[Opening SUPPLIED ENTRIES section]

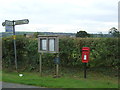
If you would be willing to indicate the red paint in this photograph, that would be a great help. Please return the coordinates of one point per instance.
(85, 54)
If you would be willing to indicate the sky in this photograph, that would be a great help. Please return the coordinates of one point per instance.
(68, 16)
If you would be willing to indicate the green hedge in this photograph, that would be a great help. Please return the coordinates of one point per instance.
(103, 52)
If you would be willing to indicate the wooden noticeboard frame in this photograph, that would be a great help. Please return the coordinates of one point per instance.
(48, 44)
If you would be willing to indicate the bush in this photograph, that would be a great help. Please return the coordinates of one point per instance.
(103, 53)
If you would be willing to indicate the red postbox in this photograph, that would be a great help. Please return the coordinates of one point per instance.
(85, 54)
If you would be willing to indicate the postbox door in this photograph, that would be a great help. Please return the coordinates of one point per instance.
(85, 57)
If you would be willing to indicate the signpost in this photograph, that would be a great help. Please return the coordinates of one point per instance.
(48, 44)
(10, 27)
(85, 58)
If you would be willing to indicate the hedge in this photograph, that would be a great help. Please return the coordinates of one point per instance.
(103, 52)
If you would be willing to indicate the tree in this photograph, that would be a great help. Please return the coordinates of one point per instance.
(114, 32)
(82, 34)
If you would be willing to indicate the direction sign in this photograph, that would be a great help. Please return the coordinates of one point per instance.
(24, 21)
(3, 23)
(9, 28)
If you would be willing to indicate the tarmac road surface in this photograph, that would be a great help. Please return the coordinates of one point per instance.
(14, 85)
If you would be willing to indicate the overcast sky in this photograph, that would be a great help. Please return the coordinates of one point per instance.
(93, 16)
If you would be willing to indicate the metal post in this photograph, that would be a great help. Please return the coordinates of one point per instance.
(14, 37)
(85, 70)
(57, 67)
(40, 64)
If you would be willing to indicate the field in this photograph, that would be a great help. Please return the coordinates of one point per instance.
(102, 67)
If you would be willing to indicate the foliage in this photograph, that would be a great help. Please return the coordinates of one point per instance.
(82, 34)
(113, 31)
(103, 53)
(94, 80)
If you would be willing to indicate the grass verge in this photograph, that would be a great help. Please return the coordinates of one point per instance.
(94, 80)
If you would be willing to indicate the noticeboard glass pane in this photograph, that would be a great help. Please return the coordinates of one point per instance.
(51, 44)
(43, 45)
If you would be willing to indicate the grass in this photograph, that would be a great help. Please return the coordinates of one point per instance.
(68, 80)
(0, 75)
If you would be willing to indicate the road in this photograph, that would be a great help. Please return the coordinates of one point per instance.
(13, 85)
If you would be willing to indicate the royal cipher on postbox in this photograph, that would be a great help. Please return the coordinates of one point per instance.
(85, 54)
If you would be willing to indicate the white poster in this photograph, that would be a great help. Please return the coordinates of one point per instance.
(51, 44)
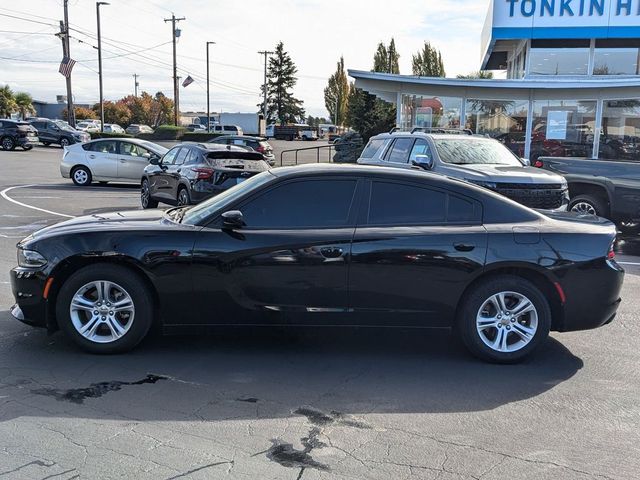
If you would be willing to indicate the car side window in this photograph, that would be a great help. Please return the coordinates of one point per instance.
(421, 147)
(399, 151)
(170, 156)
(181, 157)
(317, 203)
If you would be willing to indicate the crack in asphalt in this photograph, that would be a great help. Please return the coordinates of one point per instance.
(95, 390)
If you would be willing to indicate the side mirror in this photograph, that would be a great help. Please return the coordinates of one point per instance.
(232, 220)
(424, 162)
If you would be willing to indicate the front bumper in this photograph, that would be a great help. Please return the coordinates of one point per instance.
(28, 287)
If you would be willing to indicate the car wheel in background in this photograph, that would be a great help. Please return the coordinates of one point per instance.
(183, 197)
(105, 308)
(504, 319)
(589, 204)
(145, 196)
(8, 143)
(81, 176)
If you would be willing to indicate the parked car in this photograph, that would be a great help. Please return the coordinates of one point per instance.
(227, 129)
(601, 187)
(258, 144)
(192, 172)
(197, 128)
(136, 129)
(108, 160)
(58, 132)
(17, 134)
(112, 128)
(389, 247)
(480, 160)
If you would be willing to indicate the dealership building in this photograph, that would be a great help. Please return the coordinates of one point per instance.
(572, 85)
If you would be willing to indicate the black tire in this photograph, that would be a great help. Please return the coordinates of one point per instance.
(81, 176)
(145, 196)
(8, 143)
(183, 197)
(479, 296)
(588, 203)
(134, 286)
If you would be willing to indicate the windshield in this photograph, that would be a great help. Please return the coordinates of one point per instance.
(196, 214)
(475, 152)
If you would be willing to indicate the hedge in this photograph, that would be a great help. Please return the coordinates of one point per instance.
(95, 135)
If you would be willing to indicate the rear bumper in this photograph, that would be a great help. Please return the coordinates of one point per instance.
(592, 295)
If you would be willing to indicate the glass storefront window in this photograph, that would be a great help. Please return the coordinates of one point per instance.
(504, 120)
(563, 128)
(620, 137)
(428, 111)
(559, 61)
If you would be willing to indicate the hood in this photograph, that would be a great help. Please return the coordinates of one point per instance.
(137, 219)
(506, 174)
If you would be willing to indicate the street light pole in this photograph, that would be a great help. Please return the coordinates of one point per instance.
(98, 4)
(208, 104)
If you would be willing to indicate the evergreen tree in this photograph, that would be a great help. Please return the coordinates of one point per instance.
(428, 62)
(336, 94)
(282, 106)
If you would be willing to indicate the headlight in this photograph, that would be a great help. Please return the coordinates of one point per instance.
(30, 259)
(482, 183)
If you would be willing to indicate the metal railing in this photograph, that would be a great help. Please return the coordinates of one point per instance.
(329, 157)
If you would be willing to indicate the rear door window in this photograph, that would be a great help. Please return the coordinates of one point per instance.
(399, 151)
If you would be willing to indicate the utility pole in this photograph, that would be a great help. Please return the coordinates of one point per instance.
(135, 84)
(64, 36)
(264, 107)
(176, 105)
(98, 4)
(208, 104)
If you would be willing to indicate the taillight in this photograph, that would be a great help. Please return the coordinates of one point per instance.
(203, 173)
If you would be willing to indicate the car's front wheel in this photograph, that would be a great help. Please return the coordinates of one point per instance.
(105, 308)
(145, 196)
(504, 319)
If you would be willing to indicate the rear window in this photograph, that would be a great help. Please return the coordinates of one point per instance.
(372, 147)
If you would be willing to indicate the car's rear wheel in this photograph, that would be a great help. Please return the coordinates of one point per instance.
(504, 319)
(8, 143)
(589, 204)
(81, 176)
(105, 308)
(183, 197)
(145, 196)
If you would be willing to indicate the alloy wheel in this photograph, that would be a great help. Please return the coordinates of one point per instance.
(102, 311)
(507, 321)
(584, 207)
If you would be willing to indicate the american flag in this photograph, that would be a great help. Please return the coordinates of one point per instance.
(66, 65)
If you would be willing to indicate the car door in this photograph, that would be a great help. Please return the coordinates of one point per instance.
(131, 160)
(102, 159)
(415, 249)
(290, 260)
(159, 176)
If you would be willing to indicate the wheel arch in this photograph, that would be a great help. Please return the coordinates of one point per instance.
(63, 271)
(541, 279)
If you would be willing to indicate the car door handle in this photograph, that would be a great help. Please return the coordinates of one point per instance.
(331, 252)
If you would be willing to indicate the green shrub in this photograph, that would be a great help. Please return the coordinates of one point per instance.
(95, 135)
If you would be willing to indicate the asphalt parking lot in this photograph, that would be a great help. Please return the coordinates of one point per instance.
(312, 404)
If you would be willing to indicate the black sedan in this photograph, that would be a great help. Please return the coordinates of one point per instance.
(192, 172)
(325, 245)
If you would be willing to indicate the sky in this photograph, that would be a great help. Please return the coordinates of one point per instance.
(135, 39)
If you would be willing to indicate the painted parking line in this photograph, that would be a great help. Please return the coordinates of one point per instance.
(4, 194)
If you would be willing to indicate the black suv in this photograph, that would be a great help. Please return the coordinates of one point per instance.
(52, 131)
(14, 134)
(192, 172)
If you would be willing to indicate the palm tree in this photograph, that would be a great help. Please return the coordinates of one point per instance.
(24, 104)
(7, 102)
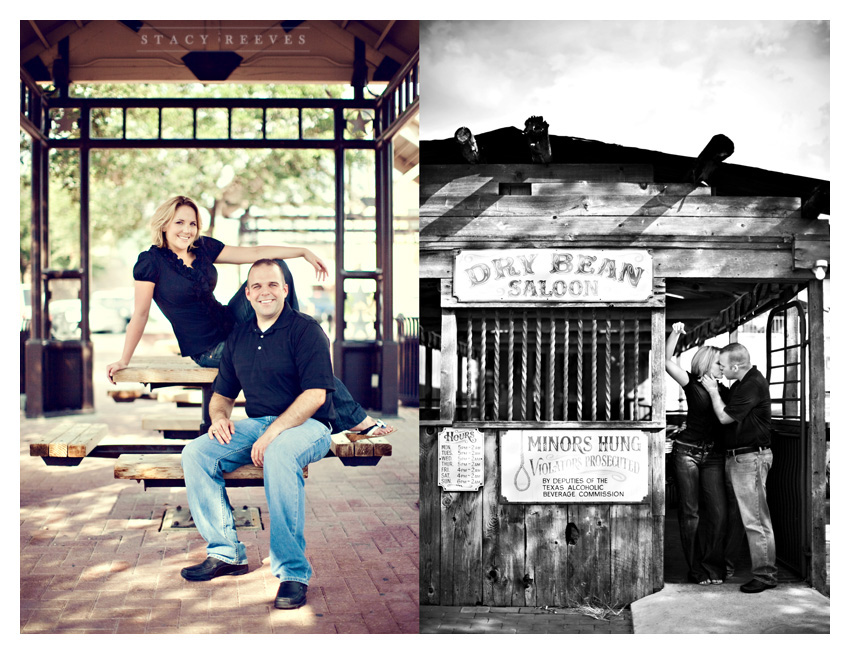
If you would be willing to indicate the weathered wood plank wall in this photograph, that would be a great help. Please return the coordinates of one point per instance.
(535, 554)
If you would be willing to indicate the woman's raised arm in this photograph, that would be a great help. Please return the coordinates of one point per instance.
(241, 254)
(135, 328)
(671, 366)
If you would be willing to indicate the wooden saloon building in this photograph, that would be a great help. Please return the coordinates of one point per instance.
(551, 270)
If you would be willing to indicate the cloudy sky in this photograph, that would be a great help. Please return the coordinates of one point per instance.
(660, 85)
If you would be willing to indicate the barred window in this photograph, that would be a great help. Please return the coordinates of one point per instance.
(542, 364)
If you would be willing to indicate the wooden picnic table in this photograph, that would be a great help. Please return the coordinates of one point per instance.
(162, 371)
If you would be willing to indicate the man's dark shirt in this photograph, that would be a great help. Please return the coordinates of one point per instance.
(274, 367)
(749, 406)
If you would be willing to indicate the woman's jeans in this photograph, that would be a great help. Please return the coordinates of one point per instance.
(347, 412)
(205, 460)
(699, 476)
(748, 476)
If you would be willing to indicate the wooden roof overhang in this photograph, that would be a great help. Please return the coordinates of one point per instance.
(728, 252)
(263, 51)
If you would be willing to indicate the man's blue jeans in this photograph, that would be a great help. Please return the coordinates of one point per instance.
(748, 475)
(699, 475)
(205, 460)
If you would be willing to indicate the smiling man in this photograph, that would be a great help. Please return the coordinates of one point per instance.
(281, 360)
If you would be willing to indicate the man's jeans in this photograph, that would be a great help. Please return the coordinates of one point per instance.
(699, 474)
(748, 475)
(204, 460)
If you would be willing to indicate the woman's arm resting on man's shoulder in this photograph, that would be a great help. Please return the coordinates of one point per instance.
(240, 254)
(671, 366)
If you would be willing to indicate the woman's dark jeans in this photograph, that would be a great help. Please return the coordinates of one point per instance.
(699, 476)
(347, 412)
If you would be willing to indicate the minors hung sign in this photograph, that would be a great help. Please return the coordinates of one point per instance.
(574, 466)
(461, 458)
(547, 275)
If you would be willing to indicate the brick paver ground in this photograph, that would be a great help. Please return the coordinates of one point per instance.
(515, 620)
(93, 558)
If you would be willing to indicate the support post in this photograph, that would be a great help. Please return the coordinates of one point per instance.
(816, 459)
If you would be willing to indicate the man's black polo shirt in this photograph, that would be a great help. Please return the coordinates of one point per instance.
(274, 367)
(749, 406)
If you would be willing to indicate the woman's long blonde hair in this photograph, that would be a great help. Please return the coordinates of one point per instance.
(164, 214)
(701, 363)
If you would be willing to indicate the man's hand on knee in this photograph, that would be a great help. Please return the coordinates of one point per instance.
(258, 451)
(222, 430)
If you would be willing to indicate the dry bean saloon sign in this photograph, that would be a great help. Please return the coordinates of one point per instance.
(568, 275)
(571, 466)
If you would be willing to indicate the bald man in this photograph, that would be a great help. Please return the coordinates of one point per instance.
(748, 456)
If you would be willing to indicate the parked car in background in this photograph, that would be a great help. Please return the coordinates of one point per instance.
(109, 312)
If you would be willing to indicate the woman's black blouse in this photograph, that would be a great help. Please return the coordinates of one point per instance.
(702, 424)
(185, 294)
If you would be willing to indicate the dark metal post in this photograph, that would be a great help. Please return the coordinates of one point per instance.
(86, 348)
(384, 242)
(339, 209)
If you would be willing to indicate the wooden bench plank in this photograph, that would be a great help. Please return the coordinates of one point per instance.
(69, 439)
(83, 444)
(165, 370)
(167, 466)
(170, 423)
(341, 446)
(41, 448)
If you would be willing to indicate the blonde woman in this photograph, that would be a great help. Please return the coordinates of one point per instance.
(698, 464)
(177, 273)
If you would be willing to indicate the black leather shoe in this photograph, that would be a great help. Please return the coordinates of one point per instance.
(291, 595)
(212, 568)
(756, 586)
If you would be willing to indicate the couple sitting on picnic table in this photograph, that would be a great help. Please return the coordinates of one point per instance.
(279, 357)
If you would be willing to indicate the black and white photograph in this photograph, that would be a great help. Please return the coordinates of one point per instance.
(625, 314)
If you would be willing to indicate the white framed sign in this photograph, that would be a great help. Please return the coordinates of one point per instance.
(549, 275)
(592, 466)
(461, 459)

[Closing SUPPLIED ENTRIES section]

Return, without any change, only the lines from the one containing "If you would be willing to indicate the wooden bench" through the last line of the entries above.

ANSWER SPACE:
If you would be willing to indicate the wooden bench plank in this photograph, that would be a great help. Please return the coordinates of one point per instance.
(69, 439)
(83, 444)
(165, 370)
(167, 466)
(170, 423)
(341, 446)
(41, 448)
If you would be willing to indicate the blonde woman in this photograph, that would be a great help. Please return the coordinates of one point per instance.
(698, 464)
(177, 273)
If you would be willing to indicate the black leather shoe in this photograph, that would be a great help. Please return the coordinates of one point per instance.
(291, 595)
(212, 568)
(756, 586)
If you would be willing to indicate the couple sitting on picnic table in this photograph, that would be a great help. Please return the coordinates of one point per instance.
(279, 357)
If you would be willing to indicate the black and white photograph in this photograph, that would be a great help. Please return the coordinates of one point per instance.
(625, 314)
If you would be willing to indicate the white framed sign in this photograph, that would be a great help. Please return the coordinates of one point per instance.
(549, 275)
(592, 466)
(461, 459)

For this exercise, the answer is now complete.